**Problem statement:** Reproduce the records that follow exactly as they appear.

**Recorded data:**
__________________________________________________
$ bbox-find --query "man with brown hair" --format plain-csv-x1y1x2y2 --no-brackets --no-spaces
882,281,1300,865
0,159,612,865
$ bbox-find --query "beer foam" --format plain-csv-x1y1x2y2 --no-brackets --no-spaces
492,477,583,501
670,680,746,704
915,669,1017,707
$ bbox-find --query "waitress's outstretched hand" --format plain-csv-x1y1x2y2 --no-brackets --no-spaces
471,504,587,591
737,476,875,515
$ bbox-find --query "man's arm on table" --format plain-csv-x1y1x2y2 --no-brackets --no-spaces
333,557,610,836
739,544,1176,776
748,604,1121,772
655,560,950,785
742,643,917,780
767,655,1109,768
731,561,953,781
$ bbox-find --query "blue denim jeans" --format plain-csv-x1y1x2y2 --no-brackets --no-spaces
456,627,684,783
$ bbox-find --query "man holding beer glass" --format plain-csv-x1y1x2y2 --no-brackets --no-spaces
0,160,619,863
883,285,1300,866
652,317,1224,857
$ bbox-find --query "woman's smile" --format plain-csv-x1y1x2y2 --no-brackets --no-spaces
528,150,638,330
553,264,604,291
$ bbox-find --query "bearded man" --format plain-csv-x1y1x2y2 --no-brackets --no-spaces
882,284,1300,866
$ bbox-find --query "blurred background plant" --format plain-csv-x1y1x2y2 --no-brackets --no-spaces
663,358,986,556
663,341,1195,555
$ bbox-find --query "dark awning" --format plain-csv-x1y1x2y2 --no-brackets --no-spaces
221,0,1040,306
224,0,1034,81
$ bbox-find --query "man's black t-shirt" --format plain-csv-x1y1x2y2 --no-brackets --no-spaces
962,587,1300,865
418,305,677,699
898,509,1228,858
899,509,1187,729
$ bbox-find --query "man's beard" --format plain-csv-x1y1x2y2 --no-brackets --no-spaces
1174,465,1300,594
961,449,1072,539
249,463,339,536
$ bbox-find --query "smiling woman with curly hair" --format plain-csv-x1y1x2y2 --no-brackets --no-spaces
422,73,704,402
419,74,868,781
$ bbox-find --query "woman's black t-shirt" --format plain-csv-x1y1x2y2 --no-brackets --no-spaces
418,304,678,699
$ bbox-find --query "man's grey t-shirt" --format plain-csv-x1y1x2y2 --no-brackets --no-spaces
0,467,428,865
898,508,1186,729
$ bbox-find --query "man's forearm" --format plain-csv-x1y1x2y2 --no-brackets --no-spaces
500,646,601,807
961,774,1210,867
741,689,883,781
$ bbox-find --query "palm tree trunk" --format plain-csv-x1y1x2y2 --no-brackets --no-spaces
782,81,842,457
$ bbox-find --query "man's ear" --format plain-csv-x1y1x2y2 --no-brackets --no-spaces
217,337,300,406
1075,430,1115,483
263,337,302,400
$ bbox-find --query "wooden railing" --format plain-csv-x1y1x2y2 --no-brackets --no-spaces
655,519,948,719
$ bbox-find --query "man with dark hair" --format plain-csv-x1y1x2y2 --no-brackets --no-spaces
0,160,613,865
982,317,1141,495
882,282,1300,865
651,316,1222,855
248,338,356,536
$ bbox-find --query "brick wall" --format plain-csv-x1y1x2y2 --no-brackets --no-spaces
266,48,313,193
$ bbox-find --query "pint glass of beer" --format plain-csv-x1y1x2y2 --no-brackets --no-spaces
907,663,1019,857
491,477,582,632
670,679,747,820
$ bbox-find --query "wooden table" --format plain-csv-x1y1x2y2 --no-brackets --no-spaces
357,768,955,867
__________________________________________________
**Completed task:**
$ bbox-find --query "man with brown hair" --format plain-csv-x1y1x2y2 --no-brackets --no-spaces
882,281,1300,865
0,159,612,865
$ bbox-find --query "beer foam" --format plain-csv-x1y1x2y2 --no-brackets --no-spaces
492,477,583,501
670,680,746,704
915,669,1017,707
$ bbox-find --query "waitress's outstretched hand" --format plain-csv-x1y1x2y2 --no-brackets --no-spaces
471,504,587,591
737,476,875,515
$ bbox-find --query "man's arm on table" --format plain-csv-x1y1x2y2 --no-brackets --no-spaces
333,557,610,836
739,544,1176,776
748,604,1121,772
655,560,950,785
742,643,917,780
767,655,1109,768
731,561,953,781
$ bbox-find --query "blue denim jeans" --format plain-csv-x1y1x2y2 --no-brackets --no-spaces
456,627,684,783
$ bbox-find --query "man holding beer glass" --format plain-csv-x1y1x2y2 --no-brackets --no-spaces
0,160,619,863
883,285,1300,866
652,317,1224,857
$ bbox-find --query "woman's smile" --format plain-csv-x1y1x2y2 --no-brackets --no-spaces
528,150,638,330
553,264,604,291
$ bbox-find --query "bearded man" --format plain-csv-x1y1x2y2 --no-brackets --no-spaces
882,284,1300,866
$ bbox-find --query "blurred background plant" --format plain-csv-x1y1x2y2 --no-brackets --no-spaces
663,358,986,556
663,341,1195,555
$ bbox-find --query "dark awning" --format plain-csv-x1y1x2y2 --no-brackets --no-spaces
221,0,1040,306
224,0,1034,81
$ bbox-find --query "man's black t-shirt" --format plain-csv-x1y1x2y2 --no-brackets --no-spaces
962,587,1300,865
418,305,677,699
898,509,1228,858
899,509,1187,729
$ bbox-find --query "man's beard" --format plain-csv-x1y1x2y2 --no-brackets --no-spaces
1174,465,1300,594
961,449,1072,539
249,463,339,536
$ bbox-find --query "smiling woman with curly hair" --format plain-csv-x1y1x2y2 --no-brackets --no-spaces
422,73,704,402
419,74,868,781
$ bbox-find --query "woman's black t-shirt" --format plain-csv-x1y1x2y2 --no-brackets --no-spaces
418,304,678,699
$ bbox-find --query "man's grey t-shirt" --format plain-csv-x1y1x2y2 --no-brackets --no-spaces
0,467,428,865
898,508,1186,729
$ bbox-find --query "man's forearm" --format plain-csv-x1y1x2y2 --no-brackets --no-spaces
500,646,601,807
961,774,1210,867
741,689,883,781
$ bbox-find --query "palm tree trunk" --format plain-csv-x1y1x2y2 --no-brackets --no-spaces
782,81,842,457
$ bbox-find --query "man's ear" --format plain-csv-x1y1x2y2 --no-brackets --no-spaces
217,337,300,406
1075,430,1115,483
263,337,302,400
$ bbox-find --query "wooden railing" --format plain-csv-x1y1x2y2 --no-brackets --no-spaces
655,519,948,719
$ bbox-find --query "man with dark hair" --format plain-csv-x1y1x2y2 --no-brackets --no-spaces
0,160,613,865
982,317,1141,495
882,282,1300,865
651,316,1222,855
248,338,356,536
$ bbox-find --query "brick wall" --format plain-csv-x1y1x2y2 --no-brackets --no-spaces
266,48,313,193
$ bbox-find --query "pint glass of beer" --format plain-csv-x1y1x2y2 --no-brackets --no-spaces
907,663,1019,857
491,477,582,632
670,679,747,820
$ bbox-find --query "wooden table" --format plain-csv-x1y1x2y2 --no-brackets --no-spaces
357,768,955,867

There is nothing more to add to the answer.